▶ **作答说明**
[a] 请输出链表分割题解中的一段原文:从含有“2)定义两个链表list和b”的地方开始,到“head->next == NULL )”结束。
[b] 根据链表分割题解回答下列问题:
(i) 示例中给定链表 1->4->3->2->5->2 且 x = 3 时,应返回什么?
(ii) 思路中定义的两个链表分别叫什么名字?
(iii) 为了方便处理头节点,思路中使用了哪种指针?

+++ 阅读材料 +++

86. Partition List
Given a linked list and a value x, partition it such that all nodes less than x come before nodes greater than or equal to x.
You should preserve the original relative order of the nodes in each of the two partitions.
For example,
Given 1->4->3->2->5->2 and x = 3,
return 1->2->2->4->3->5.
题意:
根据给定链表和给定值X,把大于X值的放在X右边,小于X值的放在X左边。并不改变相对位置,比如4和3都大于等于3,那么他们移到右边后位置仍为4在前,3在后。
思路:
1)链表为空或者只有一个节点,返回即可。
2)定义两个链表list和back,分别存放小于X节点的链表和大于等于X的链表。使用二级指针方便头节点处理。
3)while循环结束后,list和back链表的最后节点的next并未置NULL。所以把back链表尾节点next置NULL。并把back追加到list后面即可。
/**
* Definition for singly-linked list.
* struct ListNode {
* int val;
* struct ListNode *next;
* };
*/
struct ListNode* partition(struct ListNode* head, int x)
{
if ( head == NULL || head->next == NULL )
{
return head;
}
struct ListNode *list = NULL;
struct ListNode **first = &list;
struct ListNode *back = NULL;
struct ListNode **second = &back;
while ( head )
{
if ( head->val < x)
{
*first = head;
first = &(*first)->next;
}
else
{
*second = head;
second = &(*second)->next;
}
head = head->next;
}
*second = NULL;
*first = back;
return list;
}

+++ 数据集记录 +++

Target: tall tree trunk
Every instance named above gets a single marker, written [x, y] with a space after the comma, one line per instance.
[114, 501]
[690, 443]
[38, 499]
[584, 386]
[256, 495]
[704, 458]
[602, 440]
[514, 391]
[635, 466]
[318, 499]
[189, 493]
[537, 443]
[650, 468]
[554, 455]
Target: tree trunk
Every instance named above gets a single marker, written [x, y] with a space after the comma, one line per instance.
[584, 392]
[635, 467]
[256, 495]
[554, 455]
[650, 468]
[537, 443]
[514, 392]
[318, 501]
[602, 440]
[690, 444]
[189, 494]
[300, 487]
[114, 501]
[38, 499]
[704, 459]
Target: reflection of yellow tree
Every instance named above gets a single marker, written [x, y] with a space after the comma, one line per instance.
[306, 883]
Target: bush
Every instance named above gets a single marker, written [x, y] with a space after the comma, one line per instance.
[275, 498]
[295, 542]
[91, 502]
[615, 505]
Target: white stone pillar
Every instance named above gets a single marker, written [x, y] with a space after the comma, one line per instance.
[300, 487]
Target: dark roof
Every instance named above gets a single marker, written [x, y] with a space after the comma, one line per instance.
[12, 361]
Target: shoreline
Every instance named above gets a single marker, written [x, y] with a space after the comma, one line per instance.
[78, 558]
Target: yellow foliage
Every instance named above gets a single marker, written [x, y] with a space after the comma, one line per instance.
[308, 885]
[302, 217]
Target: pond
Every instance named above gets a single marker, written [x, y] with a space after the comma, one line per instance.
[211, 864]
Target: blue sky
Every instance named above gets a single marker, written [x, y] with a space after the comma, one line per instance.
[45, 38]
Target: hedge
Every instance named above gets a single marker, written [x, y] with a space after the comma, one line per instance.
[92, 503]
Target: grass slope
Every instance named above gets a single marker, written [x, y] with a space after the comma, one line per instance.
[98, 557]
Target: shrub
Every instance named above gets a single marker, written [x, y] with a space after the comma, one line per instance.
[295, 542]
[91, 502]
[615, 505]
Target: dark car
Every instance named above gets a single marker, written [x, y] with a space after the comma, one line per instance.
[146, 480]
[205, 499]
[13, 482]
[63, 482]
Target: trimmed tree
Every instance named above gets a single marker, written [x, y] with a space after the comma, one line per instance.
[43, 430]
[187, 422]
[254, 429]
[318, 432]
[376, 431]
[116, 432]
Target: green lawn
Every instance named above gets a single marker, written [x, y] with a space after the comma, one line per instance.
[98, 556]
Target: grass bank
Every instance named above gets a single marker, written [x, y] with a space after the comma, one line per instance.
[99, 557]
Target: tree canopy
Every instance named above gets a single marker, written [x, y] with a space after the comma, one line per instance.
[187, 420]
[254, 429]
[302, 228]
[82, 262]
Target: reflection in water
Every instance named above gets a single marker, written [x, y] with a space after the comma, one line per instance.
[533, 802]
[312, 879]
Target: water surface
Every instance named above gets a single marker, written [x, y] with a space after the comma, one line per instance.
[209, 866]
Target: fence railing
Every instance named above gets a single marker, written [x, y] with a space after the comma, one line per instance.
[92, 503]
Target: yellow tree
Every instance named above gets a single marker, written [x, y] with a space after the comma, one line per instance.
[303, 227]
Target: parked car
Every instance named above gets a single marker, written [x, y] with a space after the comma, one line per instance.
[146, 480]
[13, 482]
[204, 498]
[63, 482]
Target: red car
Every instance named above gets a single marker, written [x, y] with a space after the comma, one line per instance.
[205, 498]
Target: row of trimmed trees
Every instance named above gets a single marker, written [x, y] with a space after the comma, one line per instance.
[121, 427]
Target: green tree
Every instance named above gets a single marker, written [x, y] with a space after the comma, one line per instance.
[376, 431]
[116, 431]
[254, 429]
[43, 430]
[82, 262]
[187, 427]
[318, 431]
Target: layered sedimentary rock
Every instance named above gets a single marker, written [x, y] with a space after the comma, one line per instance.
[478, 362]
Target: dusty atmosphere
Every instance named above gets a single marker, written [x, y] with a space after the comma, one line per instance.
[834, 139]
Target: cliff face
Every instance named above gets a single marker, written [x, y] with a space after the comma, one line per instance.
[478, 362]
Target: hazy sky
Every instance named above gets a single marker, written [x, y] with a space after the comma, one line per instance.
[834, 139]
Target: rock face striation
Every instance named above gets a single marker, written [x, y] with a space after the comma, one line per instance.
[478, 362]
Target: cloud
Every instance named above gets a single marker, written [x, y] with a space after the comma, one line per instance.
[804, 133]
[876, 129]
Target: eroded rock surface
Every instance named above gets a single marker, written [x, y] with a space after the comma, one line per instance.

+++

▶ **参考答案**
[a]
2)定义两个链表list和back,分别存放小于X节点的链表和大于等于X的链表。使用二级指针方便头节点处理。
3)while循环结束后,list和back链表的最后节点的next并未置NULL。所以把back链表尾节点next置NULL。并把back追加到list后面即可。
/**
* Definition for singly-linked list.
* struct ListNode {
* int val;
* struct ListNode *next;
* };
*/
struct ListNode* partition(struct ListNode* head, int x)
{
if ( head == NULL || head->next == NULL )

[b]
(i) 1->2->2->4->3->5
(ii) list 和 back
(iii) 二级指针